_YOUR ASSIGNMENT_
Could you copy exactly the lines from the one containing "Exercise. Put one point on every instance of the green chair" through the last line of the records below, and nothing else?
"""
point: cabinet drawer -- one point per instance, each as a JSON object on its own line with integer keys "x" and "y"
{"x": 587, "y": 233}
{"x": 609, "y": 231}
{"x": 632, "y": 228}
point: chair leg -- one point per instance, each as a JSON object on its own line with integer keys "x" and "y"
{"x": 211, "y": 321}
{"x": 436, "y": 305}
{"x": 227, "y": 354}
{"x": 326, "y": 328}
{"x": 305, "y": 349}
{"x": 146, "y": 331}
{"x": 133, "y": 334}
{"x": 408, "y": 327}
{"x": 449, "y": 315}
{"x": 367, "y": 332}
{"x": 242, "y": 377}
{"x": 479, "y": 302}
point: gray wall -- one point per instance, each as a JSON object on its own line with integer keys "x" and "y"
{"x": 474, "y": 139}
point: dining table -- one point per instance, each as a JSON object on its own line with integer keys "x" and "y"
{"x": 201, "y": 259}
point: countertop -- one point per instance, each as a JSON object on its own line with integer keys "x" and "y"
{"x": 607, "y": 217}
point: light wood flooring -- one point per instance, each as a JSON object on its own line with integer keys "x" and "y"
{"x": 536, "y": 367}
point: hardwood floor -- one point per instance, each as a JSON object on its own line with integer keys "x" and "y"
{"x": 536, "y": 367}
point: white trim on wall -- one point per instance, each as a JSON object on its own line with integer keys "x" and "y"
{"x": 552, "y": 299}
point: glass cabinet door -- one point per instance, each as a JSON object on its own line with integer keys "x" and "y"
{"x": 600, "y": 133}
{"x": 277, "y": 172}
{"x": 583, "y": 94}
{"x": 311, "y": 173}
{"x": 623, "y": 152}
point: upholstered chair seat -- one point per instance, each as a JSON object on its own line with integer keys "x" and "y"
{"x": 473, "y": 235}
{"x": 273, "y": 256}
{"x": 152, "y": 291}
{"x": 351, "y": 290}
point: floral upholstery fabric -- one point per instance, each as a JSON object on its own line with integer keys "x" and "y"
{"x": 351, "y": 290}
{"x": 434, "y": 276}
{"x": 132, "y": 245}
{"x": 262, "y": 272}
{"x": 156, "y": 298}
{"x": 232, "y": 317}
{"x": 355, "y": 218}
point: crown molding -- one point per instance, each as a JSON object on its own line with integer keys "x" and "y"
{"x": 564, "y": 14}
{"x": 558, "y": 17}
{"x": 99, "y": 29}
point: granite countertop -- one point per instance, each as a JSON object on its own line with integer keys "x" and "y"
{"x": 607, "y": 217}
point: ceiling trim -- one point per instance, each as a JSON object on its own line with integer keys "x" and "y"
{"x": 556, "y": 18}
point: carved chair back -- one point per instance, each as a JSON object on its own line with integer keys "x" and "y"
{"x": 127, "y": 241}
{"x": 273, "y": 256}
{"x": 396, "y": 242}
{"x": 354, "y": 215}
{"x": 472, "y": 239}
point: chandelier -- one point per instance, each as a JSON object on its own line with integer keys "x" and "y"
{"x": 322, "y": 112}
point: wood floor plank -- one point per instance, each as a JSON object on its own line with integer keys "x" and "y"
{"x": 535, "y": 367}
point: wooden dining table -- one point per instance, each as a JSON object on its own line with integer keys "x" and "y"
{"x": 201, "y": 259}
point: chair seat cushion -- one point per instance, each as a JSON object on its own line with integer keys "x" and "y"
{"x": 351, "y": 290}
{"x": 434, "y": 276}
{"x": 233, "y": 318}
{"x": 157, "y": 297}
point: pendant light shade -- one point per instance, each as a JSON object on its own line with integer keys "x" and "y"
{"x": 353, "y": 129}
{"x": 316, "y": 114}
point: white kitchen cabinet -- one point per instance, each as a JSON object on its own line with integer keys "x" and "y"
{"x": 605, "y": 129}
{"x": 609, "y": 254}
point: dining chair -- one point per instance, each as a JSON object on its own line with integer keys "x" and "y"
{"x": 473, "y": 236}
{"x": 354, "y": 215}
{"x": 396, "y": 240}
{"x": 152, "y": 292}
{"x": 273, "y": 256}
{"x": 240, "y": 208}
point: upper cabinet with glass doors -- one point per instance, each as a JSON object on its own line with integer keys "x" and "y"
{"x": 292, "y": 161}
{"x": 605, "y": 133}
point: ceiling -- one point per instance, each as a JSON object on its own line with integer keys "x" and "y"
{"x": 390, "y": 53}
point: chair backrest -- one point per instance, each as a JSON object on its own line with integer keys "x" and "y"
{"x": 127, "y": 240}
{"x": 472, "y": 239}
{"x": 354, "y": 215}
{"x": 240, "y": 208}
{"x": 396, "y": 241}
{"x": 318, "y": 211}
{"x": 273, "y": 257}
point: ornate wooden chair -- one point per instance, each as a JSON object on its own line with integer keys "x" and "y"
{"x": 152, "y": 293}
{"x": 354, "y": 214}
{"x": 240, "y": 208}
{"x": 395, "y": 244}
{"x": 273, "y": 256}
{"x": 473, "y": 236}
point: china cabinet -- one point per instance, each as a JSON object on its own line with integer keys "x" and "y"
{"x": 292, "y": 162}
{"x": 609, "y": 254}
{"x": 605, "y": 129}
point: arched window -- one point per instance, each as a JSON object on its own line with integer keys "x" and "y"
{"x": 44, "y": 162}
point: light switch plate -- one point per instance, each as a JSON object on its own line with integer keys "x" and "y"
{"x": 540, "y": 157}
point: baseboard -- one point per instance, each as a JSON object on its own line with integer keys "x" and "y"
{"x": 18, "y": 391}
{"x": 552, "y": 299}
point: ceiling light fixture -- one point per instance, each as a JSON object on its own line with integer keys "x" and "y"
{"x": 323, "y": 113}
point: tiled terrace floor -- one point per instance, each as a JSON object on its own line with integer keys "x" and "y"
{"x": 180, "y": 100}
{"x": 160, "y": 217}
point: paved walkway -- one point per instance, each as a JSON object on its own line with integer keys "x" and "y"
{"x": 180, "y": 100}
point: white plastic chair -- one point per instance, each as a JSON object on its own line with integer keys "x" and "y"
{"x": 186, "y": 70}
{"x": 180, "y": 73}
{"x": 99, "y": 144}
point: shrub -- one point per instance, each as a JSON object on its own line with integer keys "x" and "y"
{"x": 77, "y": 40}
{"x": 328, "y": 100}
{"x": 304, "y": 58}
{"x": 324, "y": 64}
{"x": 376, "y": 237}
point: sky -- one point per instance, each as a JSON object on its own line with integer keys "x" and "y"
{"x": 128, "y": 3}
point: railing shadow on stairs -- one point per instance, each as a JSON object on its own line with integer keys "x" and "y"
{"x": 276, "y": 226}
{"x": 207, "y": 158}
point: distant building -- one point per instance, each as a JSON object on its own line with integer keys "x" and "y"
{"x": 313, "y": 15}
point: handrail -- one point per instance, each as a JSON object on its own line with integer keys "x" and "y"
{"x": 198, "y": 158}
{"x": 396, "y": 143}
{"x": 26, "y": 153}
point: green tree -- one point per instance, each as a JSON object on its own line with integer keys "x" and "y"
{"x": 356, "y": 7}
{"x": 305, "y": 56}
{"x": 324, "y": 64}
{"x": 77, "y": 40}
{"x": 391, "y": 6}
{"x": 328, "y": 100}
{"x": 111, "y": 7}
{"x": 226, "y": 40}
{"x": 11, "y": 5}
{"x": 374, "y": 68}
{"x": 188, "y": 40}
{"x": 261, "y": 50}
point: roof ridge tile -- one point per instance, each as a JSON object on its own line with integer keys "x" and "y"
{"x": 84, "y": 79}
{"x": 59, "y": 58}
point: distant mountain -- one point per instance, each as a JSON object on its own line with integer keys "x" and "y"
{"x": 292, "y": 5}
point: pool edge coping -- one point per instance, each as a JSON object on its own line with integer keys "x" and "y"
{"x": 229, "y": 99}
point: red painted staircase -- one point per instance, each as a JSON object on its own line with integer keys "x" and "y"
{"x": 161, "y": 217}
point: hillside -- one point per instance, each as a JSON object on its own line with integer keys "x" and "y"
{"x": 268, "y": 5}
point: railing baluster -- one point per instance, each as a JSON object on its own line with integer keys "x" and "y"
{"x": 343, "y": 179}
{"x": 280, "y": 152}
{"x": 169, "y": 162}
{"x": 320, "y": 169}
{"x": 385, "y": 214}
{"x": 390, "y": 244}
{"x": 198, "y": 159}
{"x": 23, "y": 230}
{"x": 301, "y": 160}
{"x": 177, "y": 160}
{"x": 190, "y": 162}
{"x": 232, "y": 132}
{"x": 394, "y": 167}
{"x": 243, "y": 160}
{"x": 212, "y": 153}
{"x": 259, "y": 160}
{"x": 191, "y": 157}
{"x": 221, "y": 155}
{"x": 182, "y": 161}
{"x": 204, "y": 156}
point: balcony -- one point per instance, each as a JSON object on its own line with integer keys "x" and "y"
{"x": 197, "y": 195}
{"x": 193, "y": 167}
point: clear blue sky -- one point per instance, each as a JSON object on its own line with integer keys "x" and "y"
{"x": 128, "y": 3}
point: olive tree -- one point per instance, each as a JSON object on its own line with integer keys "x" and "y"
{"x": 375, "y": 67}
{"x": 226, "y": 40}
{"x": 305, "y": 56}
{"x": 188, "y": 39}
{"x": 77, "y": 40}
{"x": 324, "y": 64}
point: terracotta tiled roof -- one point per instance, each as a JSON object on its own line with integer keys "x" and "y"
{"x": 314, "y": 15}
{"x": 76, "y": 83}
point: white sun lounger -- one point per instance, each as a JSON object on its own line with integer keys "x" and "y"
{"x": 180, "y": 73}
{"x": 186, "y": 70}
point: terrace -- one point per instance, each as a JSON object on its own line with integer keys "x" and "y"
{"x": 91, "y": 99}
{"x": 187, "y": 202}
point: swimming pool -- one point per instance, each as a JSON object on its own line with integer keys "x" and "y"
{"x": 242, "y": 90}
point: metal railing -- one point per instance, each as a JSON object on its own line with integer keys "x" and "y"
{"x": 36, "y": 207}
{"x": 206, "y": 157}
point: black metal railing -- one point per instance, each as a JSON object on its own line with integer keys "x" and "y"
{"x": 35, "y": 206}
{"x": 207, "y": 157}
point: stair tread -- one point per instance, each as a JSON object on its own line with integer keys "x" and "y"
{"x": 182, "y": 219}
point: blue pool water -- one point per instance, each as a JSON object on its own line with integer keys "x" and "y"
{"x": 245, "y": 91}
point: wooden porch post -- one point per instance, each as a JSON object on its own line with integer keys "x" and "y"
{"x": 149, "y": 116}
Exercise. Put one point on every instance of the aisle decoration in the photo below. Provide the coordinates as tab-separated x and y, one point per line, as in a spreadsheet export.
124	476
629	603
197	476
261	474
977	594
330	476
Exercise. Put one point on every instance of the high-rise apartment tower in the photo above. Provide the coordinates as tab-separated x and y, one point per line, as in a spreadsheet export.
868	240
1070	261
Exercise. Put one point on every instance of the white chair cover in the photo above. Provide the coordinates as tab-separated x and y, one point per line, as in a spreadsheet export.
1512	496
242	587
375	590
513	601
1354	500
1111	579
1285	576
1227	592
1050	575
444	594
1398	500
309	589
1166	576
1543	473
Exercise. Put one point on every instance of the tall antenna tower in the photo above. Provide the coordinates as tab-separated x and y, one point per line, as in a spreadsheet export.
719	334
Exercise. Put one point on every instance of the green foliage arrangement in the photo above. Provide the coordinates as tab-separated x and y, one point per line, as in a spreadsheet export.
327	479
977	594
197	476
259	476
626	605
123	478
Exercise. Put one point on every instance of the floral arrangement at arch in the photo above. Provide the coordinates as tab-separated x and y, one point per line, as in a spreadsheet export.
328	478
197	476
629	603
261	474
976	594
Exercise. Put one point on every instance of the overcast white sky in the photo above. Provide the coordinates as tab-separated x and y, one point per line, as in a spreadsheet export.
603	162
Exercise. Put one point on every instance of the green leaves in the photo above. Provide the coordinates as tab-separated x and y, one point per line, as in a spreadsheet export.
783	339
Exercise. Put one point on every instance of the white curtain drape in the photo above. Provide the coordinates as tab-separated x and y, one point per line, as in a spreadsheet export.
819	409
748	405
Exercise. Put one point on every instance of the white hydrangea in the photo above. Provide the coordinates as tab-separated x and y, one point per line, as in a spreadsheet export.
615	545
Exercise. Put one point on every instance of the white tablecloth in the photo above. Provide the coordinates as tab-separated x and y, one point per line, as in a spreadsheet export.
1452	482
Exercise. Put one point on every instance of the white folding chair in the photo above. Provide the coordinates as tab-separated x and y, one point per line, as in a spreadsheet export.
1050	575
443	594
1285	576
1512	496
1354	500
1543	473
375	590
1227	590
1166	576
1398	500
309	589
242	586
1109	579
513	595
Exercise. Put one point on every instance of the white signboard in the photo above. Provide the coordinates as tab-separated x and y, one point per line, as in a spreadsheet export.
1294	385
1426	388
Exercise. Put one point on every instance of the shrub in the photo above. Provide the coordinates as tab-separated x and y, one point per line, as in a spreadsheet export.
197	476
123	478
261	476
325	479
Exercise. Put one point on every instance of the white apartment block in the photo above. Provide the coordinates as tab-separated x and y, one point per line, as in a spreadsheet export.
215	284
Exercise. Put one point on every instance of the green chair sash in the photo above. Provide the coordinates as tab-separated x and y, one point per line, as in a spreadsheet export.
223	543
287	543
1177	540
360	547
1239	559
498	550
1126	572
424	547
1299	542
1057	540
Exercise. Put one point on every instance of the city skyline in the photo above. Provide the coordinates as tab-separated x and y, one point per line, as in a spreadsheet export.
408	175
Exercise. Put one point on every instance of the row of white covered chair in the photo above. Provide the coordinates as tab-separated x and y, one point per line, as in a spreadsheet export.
"""
_ANSWER SPACE_
Exercise. Put one point on every instance of the green chair sash in the photo above. Provide the coordinates as tab-separated x and y, one point per line, as in a spreadsheet export.
223	543
287	543
1177	540
360	547
1239	559
498	550
1126	572
424	547
1299	542
1057	540
Exercise. Put one point on every instance of the city skyline in the photo above. Provide the coordinates as tab-separated x and y, one point per line, as in a spreadsheet export.
408	175
Exercise. Put one point on every instance of the row of white covered chair in the photo above. Provide the coordinates as tab-separated x and y, one point per line, as in a spreadsheet export.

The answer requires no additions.